◆ What to work on ◆
Write out a word-for-word repetition of the lines that come before the line containing "Exercise. Locate the soap" in the listing below, along with that line itself, omitting pictures.

◆ Records for this task ◆

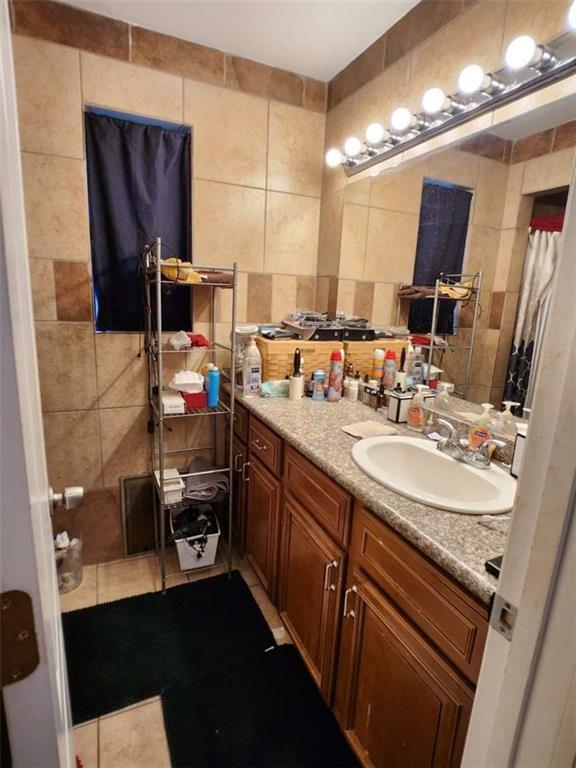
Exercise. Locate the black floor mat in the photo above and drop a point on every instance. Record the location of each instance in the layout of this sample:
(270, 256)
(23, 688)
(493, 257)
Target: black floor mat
(122, 652)
(264, 714)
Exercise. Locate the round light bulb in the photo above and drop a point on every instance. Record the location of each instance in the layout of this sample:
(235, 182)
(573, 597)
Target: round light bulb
(572, 16)
(435, 101)
(352, 146)
(472, 79)
(376, 133)
(333, 158)
(401, 119)
(522, 52)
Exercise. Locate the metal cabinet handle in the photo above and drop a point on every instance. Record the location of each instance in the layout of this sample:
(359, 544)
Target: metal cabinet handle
(349, 614)
(328, 586)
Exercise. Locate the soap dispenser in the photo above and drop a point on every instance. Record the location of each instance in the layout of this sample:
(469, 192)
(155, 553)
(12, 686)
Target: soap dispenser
(508, 423)
(481, 431)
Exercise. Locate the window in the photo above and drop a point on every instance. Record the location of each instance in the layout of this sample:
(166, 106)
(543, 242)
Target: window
(138, 188)
(444, 214)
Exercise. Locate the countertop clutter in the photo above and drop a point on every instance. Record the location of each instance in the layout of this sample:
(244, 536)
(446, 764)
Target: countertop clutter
(459, 544)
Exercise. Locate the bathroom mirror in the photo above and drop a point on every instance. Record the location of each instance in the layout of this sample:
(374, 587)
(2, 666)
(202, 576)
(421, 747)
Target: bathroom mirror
(490, 206)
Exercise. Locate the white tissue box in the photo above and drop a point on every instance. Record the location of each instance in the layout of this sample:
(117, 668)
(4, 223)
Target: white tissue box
(173, 403)
(173, 486)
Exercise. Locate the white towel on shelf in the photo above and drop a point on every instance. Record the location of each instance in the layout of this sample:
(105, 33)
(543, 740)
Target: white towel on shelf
(204, 487)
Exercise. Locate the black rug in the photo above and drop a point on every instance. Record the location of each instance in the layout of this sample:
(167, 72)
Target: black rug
(263, 714)
(122, 652)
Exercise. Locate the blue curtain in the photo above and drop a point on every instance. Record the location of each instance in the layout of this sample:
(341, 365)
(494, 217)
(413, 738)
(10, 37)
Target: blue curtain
(444, 214)
(138, 188)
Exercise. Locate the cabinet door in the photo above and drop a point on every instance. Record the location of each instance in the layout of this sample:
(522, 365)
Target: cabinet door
(262, 524)
(240, 482)
(399, 701)
(311, 578)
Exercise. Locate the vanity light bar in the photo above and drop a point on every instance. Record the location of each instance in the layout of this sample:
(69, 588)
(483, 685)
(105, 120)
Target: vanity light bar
(529, 66)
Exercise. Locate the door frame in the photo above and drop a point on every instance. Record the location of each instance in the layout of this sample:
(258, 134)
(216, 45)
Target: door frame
(511, 683)
(37, 708)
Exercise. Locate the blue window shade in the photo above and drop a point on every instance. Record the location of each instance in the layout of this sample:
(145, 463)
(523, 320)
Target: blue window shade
(138, 188)
(444, 215)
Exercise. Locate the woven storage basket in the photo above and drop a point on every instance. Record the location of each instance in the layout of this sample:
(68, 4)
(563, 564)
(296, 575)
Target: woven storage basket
(360, 353)
(278, 356)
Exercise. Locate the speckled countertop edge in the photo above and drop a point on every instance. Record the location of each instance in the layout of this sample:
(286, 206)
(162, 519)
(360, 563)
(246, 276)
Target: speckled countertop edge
(459, 544)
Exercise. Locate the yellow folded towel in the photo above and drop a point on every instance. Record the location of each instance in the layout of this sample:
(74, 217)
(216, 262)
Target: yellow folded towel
(179, 271)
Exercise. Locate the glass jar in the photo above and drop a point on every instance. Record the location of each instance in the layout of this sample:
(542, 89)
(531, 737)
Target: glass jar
(69, 564)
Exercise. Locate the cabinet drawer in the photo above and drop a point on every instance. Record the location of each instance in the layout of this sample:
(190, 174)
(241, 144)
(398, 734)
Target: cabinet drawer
(240, 422)
(240, 417)
(449, 616)
(266, 445)
(321, 496)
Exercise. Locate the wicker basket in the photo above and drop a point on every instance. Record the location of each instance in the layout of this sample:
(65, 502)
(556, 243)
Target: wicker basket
(360, 353)
(278, 356)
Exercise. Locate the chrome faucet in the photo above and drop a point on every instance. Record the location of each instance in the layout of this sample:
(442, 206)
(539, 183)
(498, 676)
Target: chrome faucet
(451, 446)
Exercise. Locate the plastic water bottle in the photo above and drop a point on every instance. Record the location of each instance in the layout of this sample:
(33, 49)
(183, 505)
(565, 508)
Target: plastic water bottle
(252, 369)
(212, 386)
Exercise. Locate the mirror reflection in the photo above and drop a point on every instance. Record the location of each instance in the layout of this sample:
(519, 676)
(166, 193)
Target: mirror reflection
(485, 215)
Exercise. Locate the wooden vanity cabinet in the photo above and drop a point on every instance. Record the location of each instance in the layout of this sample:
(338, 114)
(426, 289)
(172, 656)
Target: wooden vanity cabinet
(263, 505)
(240, 473)
(311, 579)
(240, 491)
(410, 649)
(399, 702)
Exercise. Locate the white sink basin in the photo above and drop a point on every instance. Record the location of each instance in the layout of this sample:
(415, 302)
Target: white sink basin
(417, 469)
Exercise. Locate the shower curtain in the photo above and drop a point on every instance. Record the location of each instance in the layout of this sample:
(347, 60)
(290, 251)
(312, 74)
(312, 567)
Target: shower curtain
(532, 311)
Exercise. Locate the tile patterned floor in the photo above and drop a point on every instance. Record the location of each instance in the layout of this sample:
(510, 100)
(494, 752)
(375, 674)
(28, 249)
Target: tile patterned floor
(134, 737)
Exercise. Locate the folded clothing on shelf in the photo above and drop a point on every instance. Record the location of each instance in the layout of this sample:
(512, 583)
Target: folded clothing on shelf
(198, 340)
(215, 277)
(204, 487)
(179, 271)
(180, 340)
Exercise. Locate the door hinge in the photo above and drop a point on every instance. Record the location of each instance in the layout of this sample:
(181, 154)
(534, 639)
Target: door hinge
(19, 648)
(503, 616)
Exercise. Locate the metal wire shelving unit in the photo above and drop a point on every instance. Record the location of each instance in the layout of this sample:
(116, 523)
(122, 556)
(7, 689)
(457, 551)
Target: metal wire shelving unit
(159, 421)
(453, 281)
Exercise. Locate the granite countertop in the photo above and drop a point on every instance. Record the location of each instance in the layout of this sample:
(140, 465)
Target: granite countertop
(459, 544)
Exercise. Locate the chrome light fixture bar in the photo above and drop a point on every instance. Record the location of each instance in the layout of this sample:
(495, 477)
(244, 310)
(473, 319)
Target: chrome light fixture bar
(529, 66)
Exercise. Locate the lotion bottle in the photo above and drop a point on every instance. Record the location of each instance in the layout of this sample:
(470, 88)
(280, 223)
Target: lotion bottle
(415, 414)
(378, 364)
(252, 369)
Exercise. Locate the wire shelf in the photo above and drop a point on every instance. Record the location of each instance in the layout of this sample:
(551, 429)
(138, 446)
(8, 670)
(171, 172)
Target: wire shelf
(215, 276)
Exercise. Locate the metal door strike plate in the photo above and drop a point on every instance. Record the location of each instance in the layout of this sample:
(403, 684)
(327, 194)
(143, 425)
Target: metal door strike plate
(503, 616)
(19, 649)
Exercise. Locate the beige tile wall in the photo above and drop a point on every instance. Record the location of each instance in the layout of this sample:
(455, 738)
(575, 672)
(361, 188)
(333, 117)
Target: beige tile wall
(257, 178)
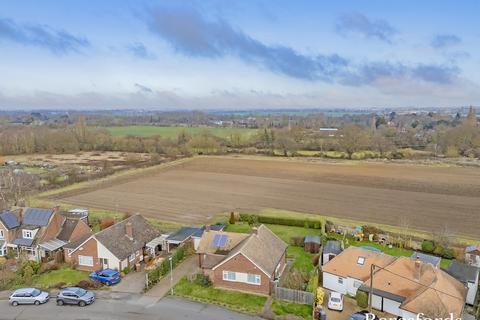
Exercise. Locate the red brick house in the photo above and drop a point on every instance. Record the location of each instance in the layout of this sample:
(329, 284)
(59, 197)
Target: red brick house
(116, 247)
(244, 262)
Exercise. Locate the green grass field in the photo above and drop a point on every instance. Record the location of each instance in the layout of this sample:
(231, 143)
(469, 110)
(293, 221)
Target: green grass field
(172, 132)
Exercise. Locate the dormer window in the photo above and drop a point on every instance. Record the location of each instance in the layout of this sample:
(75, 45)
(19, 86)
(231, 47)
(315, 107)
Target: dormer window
(361, 261)
(27, 234)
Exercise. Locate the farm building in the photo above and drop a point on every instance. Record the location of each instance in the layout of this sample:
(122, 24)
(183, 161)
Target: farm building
(312, 244)
(331, 249)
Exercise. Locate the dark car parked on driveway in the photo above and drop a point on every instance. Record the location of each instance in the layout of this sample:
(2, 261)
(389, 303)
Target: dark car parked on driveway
(106, 276)
(74, 295)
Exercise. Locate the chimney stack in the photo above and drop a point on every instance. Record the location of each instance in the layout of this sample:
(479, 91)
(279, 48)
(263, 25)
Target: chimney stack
(129, 230)
(418, 268)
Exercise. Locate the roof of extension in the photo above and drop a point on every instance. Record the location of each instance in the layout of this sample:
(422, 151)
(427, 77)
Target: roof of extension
(115, 239)
(9, 220)
(37, 217)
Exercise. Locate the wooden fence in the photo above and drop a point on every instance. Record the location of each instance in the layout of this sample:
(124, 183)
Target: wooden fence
(297, 296)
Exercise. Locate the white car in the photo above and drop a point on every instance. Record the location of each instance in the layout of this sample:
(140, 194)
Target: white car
(335, 301)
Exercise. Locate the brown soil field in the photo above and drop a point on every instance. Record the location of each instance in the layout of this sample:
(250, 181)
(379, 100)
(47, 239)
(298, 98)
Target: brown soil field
(427, 197)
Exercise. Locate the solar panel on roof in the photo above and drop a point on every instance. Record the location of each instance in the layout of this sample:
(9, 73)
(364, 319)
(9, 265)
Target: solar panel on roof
(220, 240)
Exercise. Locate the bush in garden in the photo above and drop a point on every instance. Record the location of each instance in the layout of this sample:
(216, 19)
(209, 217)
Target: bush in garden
(362, 299)
(438, 251)
(428, 246)
(448, 253)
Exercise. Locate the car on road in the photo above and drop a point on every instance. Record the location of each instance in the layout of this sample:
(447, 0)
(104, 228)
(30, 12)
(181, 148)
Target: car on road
(106, 276)
(28, 296)
(363, 315)
(335, 301)
(75, 295)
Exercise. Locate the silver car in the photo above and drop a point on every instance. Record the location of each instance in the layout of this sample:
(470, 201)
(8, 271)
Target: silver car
(28, 296)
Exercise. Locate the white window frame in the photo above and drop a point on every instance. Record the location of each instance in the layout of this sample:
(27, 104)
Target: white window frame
(257, 279)
(81, 261)
(226, 275)
(27, 234)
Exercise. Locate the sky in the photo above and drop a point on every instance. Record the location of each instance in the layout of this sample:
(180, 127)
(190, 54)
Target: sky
(238, 54)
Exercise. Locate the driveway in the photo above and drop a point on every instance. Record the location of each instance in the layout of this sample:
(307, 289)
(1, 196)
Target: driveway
(187, 267)
(133, 282)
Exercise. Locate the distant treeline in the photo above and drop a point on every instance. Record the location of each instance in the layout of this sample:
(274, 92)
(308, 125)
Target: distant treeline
(438, 135)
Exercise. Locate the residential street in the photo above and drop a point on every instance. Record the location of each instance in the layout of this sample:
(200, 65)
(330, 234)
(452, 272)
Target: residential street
(124, 307)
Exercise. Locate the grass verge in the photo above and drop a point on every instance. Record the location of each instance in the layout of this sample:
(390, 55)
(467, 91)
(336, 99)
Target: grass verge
(238, 301)
(281, 308)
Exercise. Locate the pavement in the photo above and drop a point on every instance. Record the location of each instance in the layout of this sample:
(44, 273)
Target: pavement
(133, 282)
(124, 306)
(186, 268)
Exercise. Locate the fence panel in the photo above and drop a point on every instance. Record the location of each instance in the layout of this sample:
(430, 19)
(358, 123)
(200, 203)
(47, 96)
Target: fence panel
(297, 296)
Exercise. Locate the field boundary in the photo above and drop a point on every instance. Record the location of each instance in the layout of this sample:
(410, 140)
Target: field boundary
(117, 178)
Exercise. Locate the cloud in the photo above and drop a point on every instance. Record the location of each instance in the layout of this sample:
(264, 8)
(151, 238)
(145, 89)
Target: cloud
(43, 36)
(190, 34)
(356, 23)
(442, 41)
(139, 50)
(143, 88)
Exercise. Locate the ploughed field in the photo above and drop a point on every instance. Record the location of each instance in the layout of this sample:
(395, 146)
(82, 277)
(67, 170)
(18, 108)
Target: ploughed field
(428, 197)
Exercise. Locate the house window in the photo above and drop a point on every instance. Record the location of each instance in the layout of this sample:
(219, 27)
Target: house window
(85, 261)
(253, 278)
(229, 276)
(27, 234)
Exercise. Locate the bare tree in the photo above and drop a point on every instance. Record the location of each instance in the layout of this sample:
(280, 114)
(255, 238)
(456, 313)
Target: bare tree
(15, 186)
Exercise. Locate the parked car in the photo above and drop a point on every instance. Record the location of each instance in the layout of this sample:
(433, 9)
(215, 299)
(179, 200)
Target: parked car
(335, 301)
(75, 295)
(363, 315)
(28, 296)
(106, 276)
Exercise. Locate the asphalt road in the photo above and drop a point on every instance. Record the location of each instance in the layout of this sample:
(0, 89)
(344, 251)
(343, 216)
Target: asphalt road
(123, 307)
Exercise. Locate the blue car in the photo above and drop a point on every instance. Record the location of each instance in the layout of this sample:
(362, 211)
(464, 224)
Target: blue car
(106, 276)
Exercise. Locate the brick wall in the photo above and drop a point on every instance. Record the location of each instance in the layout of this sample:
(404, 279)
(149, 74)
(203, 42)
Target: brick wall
(89, 248)
(240, 264)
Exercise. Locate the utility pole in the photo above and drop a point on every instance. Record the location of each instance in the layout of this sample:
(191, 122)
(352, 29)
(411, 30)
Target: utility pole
(370, 298)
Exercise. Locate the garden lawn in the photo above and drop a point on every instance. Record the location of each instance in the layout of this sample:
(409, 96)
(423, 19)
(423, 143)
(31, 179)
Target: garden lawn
(281, 308)
(65, 275)
(238, 301)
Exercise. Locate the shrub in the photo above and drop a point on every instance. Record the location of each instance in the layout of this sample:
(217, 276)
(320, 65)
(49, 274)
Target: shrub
(448, 253)
(203, 280)
(106, 222)
(428, 246)
(297, 241)
(362, 299)
(438, 251)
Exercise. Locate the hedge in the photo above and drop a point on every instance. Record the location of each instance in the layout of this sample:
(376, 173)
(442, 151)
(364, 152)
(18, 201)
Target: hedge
(163, 269)
(304, 223)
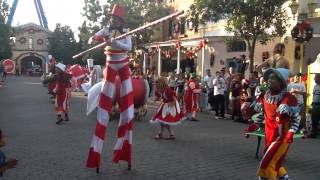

◆ Task answer ◆
Exercise. Locate the black floor mat in the photo above and drop a point on every instance. Record the location of each instance in the layout of this sample:
(270, 256)
(23, 688)
(493, 257)
Target: black floor mat
(122, 652)
(264, 714)
Exercise. Locate the round light bulb in the photo above and drop a point on every instance. Record the location of each instance in the layout of this sample:
(235, 182)
(573, 597)
Target: round light bulb
(572, 16)
(435, 101)
(352, 146)
(472, 79)
(376, 133)
(333, 158)
(401, 119)
(522, 52)
Exercise. Locate the metal cabinet handle in the photo above and drop a point on every instance. Record the location of each instance in the layout of this sample:
(359, 544)
Target: metal cabinet handle
(349, 614)
(328, 586)
Exercise. Locate the soap dispenser in the photo above and drop a point on every instance. Record the location of each instance in the layout of this sample:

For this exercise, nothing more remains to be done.